# Exercise directions
Transcribe the records that follow exactly. Skip the pictures.

## START Data rows

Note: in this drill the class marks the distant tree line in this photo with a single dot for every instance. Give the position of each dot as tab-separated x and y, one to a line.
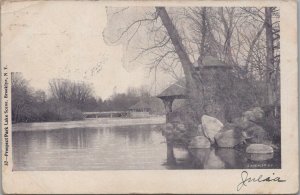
66	100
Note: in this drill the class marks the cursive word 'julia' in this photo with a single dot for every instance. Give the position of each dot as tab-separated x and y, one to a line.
261	178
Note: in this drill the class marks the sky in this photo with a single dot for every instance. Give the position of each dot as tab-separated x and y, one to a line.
46	40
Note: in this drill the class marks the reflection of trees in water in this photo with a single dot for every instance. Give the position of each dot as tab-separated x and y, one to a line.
135	134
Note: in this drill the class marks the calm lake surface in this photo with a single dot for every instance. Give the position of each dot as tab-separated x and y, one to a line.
116	148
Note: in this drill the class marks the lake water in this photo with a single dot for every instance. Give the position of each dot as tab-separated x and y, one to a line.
118	148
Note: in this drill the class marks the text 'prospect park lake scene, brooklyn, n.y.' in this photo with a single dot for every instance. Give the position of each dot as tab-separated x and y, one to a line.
144	88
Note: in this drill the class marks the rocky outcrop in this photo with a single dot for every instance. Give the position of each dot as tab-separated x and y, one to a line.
199	142
259	149
211	126
256	134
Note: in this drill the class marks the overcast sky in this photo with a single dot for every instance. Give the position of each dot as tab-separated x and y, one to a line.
46	40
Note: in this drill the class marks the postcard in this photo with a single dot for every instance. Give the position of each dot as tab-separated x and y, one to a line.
105	97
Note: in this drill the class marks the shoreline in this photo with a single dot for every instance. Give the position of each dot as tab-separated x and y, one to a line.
88	123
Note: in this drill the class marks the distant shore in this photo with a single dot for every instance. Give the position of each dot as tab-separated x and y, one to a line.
87	123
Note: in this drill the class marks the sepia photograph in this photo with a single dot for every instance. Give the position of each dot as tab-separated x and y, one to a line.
107	87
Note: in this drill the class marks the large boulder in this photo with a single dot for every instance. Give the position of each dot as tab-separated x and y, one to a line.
211	126
242	123
259	149
256	134
199	142
255	114
229	138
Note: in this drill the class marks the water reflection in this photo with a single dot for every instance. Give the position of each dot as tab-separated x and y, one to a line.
114	148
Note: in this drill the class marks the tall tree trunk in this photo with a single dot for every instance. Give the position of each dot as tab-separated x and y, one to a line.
203	33
270	56
193	87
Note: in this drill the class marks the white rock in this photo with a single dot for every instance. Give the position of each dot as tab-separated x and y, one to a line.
199	142
259	149
211	126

## END Data rows

# Exercise solution
Note: in this drill the class marks the distant tree line in this photo with a single dot for every instance. Give the position of each dot as tab-separated x and y, one to a line.
66	100
Note: in this drill the class marks the cursive word 'julia' in this photo with a single dot for every instance. Give the position of each dot as tab-separated x and y, one to a line.
261	178
Note: in this drill the class marks the sky in this photo with a single dot for every instance. Give the position of each dot as tab-separated x and y, one to a line.
46	40
Note: in this drill the class marks the reflection of trees in water in this photo with a single dot for every instance. Give the position of each dot as tab-separated x and y, one to a line.
135	134
Note: in this drill the class marks the calm lake surface in this photo with a single dot for every instance. Give the position of each dot as tab-separated x and y, one to a line.
116	148
Note: in this drill the class marks the lake water in this photo with a single dot for every instance. Give the position of each dot as tab-separated x and y, one to a line.
118	148
Note: in this drill the class marks the text 'prospect park lake scene, brooklyn, n.y.' in this photo with a single dot for every instance. Give the position of each dot as tab-separated x and y, one to a line.
144	88
Note: in this drill the class marks the rocky outcrop in this photo with a single dot for every instance. Give the position of each dot as tab-separated x and y, one to a line.
199	142
259	149
211	126
256	134
Note: in this drill the class marks the overcast sky in this photo with a single dot for every instance. Give the position of each dot as tab-separated x and y, one to a line.
46	40
Note: in this drill the class marks the postcard in this photo with a single dot for every instance. Give the position of each dot as tab-separated x and y, one to a line.
105	97
Note: in this drill the class marks the shoreline in this photo with a single dot for every instance. Give the position of each dot as tab-separated x and y, one to a line.
88	123
Note: in this drill the class marks the distant shore in this photo with a single dot for every instance. Give the position of each dot as tab-separated x and y, one to a line.
87	123
Note: in this drill the class marks the sepia photograph in this photo with a single dot for every instance. Give the position of each dot as tab-separated x and y, one to a line.
107	87
Note: in this drill the class marks the large boulder in this photo with a single dot for every instance. Give the position of each dot as tab-separated x and y, one to a line.
211	126
242	123
259	149
256	134
199	142
255	114
229	138
Note: in this drill the class marks the water reflection in this photo with a single dot for every instance. Give the position of each dot as tab-separated x and y, one to a line.
114	148
Note: in this drill the class marks the tall tree trunk in this photo with a single dot for every instance. Give the position of each dot as tab-separated x and y, one to a line.
203	33
270	56
193	87
Note: in this drill the class marks the white rock in this photo with a single dot for every instance. Give the position of each dot as tab-separated x and y, one to a line.
199	142
259	149
211	126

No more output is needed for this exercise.